EXERCISE OBJECTIVE → Please format the lines below as a Markdown table with the columns "Number" and "Line": one row per line, numbered in order, with blank lines skipped. Leave the pictures out of the table.

DATA SUPPLIED →
====================

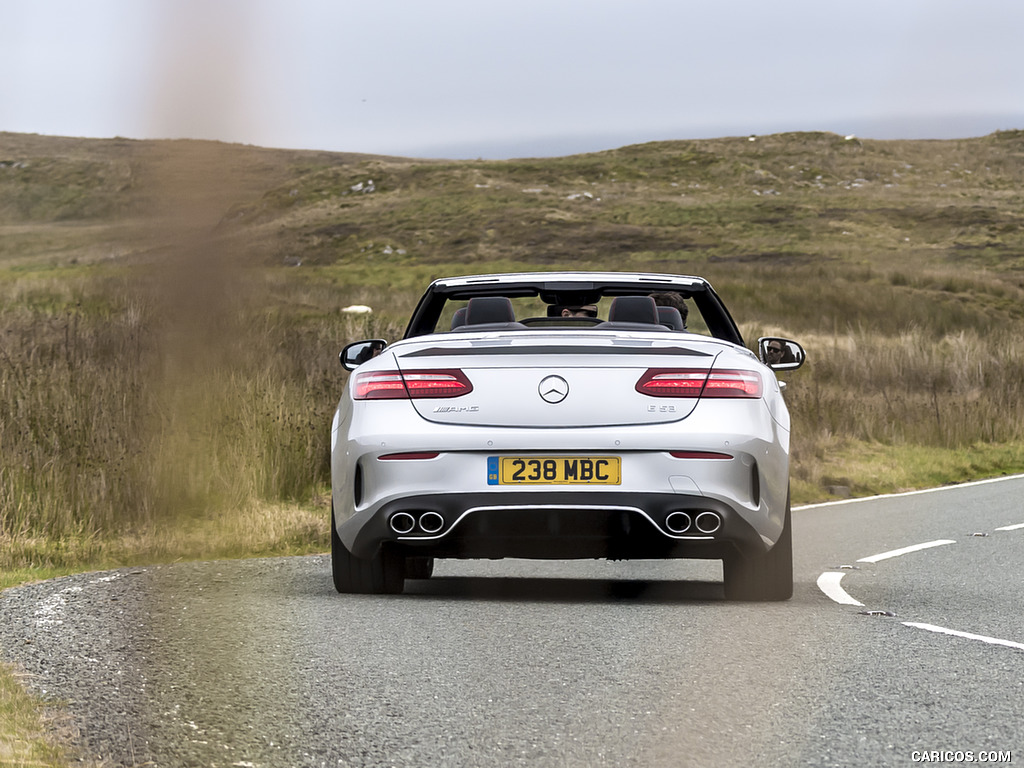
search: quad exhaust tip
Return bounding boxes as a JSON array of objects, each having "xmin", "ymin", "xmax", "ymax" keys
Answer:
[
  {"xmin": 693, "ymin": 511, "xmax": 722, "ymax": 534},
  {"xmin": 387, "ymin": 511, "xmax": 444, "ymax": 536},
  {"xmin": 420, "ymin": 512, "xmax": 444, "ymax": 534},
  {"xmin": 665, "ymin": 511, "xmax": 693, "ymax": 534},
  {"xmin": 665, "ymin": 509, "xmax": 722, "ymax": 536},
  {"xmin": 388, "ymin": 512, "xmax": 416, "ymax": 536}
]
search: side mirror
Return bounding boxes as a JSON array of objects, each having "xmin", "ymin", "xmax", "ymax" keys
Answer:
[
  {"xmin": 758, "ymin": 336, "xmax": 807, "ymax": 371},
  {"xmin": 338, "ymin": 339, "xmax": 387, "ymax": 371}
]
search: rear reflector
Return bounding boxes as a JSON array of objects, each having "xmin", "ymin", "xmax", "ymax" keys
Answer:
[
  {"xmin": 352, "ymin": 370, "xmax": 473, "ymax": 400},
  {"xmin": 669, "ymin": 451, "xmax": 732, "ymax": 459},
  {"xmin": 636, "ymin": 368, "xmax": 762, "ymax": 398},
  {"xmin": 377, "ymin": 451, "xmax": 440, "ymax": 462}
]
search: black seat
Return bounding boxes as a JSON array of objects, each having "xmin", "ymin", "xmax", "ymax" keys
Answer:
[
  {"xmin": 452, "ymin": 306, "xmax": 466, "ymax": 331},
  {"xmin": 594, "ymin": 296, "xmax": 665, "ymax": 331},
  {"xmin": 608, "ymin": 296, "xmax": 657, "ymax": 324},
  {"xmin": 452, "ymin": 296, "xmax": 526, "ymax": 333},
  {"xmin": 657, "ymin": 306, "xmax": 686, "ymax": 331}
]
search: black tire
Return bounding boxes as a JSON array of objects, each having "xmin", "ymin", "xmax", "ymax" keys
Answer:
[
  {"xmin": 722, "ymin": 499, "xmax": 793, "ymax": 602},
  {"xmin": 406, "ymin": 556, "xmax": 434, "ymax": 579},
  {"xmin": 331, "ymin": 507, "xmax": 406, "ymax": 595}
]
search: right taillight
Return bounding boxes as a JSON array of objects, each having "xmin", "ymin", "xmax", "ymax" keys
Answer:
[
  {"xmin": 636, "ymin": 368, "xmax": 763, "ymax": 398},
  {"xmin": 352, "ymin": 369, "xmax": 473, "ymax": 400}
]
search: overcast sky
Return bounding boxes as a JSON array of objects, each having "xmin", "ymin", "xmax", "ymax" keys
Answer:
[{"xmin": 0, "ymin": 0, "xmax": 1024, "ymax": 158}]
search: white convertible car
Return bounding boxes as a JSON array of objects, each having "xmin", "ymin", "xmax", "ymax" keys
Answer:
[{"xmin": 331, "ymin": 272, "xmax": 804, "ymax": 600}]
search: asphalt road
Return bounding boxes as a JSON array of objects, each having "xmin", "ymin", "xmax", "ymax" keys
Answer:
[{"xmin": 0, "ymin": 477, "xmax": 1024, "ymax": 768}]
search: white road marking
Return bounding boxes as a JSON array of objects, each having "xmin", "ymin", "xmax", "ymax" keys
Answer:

====================

THE SOLUTION →
| Number | Line |
|---|---|
| 1 | search: quad exhaust tip |
| 2 | Return bounding boxes as a JSON array of objects, each having "xmin", "ymin", "xmax", "ymax" keys |
| 3 | Answer: |
| 4 | [ |
| 5 |   {"xmin": 693, "ymin": 511, "xmax": 722, "ymax": 534}, |
| 6 |   {"xmin": 387, "ymin": 511, "xmax": 444, "ymax": 536}, |
| 7 |   {"xmin": 420, "ymin": 512, "xmax": 444, "ymax": 534}, |
| 8 |   {"xmin": 665, "ymin": 511, "xmax": 693, "ymax": 534}, |
| 9 |   {"xmin": 665, "ymin": 509, "xmax": 722, "ymax": 536}, |
| 10 |   {"xmin": 388, "ymin": 512, "xmax": 416, "ymax": 536} |
| 11 | ] |
| 12 | search: side mirror |
| 13 | Return bounding boxes as a JSON array of objects, each having "xmin", "ymin", "xmax", "ymax" keys |
| 14 | Answer: |
| 15 | [ |
| 16 |   {"xmin": 758, "ymin": 336, "xmax": 807, "ymax": 371}, |
| 17 |   {"xmin": 338, "ymin": 339, "xmax": 387, "ymax": 371} |
| 18 | ] |
| 19 | search: rear reflector |
| 20 | Return bounding boxes as a JSON array of objects, each having "xmin", "ymin", "xmax", "ymax" keys |
| 21 | Answer: |
| 22 | [ |
| 23 |   {"xmin": 352, "ymin": 370, "xmax": 473, "ymax": 400}, |
| 24 |   {"xmin": 669, "ymin": 451, "xmax": 732, "ymax": 459}, |
| 25 |   {"xmin": 636, "ymin": 368, "xmax": 762, "ymax": 398}, |
| 26 |   {"xmin": 377, "ymin": 451, "xmax": 440, "ymax": 462} |
| 27 | ] |
| 28 | search: black seat |
| 29 | Return bounding boxes as a JSON array of objects, each having "xmin", "ymin", "xmax", "ymax" keys |
| 30 | Answer: |
| 31 | [ |
| 32 |   {"xmin": 452, "ymin": 306, "xmax": 466, "ymax": 331}, |
| 33 |   {"xmin": 594, "ymin": 296, "xmax": 665, "ymax": 331}, |
| 34 |   {"xmin": 608, "ymin": 296, "xmax": 657, "ymax": 324}, |
| 35 |   {"xmin": 452, "ymin": 296, "xmax": 526, "ymax": 333}, |
| 36 |   {"xmin": 657, "ymin": 306, "xmax": 686, "ymax": 331} |
| 37 | ] |
| 38 | search: black tire |
| 39 | Return bounding boxes as a JSON array of objects, each having "xmin", "ymin", "xmax", "ymax" keys |
| 40 | Answer: |
| 41 | [ |
| 42 |   {"xmin": 722, "ymin": 499, "xmax": 793, "ymax": 602}, |
| 43 |   {"xmin": 406, "ymin": 556, "xmax": 434, "ymax": 579}, |
| 44 |   {"xmin": 331, "ymin": 507, "xmax": 406, "ymax": 595} |
| 45 | ] |
| 46 | search: right taillight |
| 47 | Return bounding boxes as a JSON array of objects, each having "xmin", "ymin", "xmax", "ymax" keys |
| 48 | Answer: |
| 49 | [ |
| 50 |   {"xmin": 636, "ymin": 368, "xmax": 763, "ymax": 398}, |
| 51 |   {"xmin": 352, "ymin": 369, "xmax": 473, "ymax": 400} |
| 52 | ] |
| 53 | search: overcast sky |
| 54 | Return bounding boxes as a JSON array of objects, each having "xmin", "ymin", "xmax", "ymax" keys |
| 55 | Answer: |
| 56 | [{"xmin": 0, "ymin": 0, "xmax": 1024, "ymax": 158}] |
| 57 | search: white convertible car |
| 58 | Return bounding boxes as a JSON array of objects, each having "xmin", "ymin", "xmax", "ymax" keys |
| 59 | Answer: |
| 60 | [{"xmin": 331, "ymin": 272, "xmax": 804, "ymax": 600}] |
| 61 | search: asphalt road |
| 62 | Return bounding boxes as a JSON array of objects, each having "xmin", "ymin", "xmax", "ymax" keys |
| 63 | Answer: |
| 64 | [{"xmin": 0, "ymin": 477, "xmax": 1024, "ymax": 768}] |
| 65 | search: white road marking |
| 66 | Return bounding boxes as a JSON array of objects, each having "xmin", "ymin", "xmax", "ymax" keys |
| 67 | Answer: |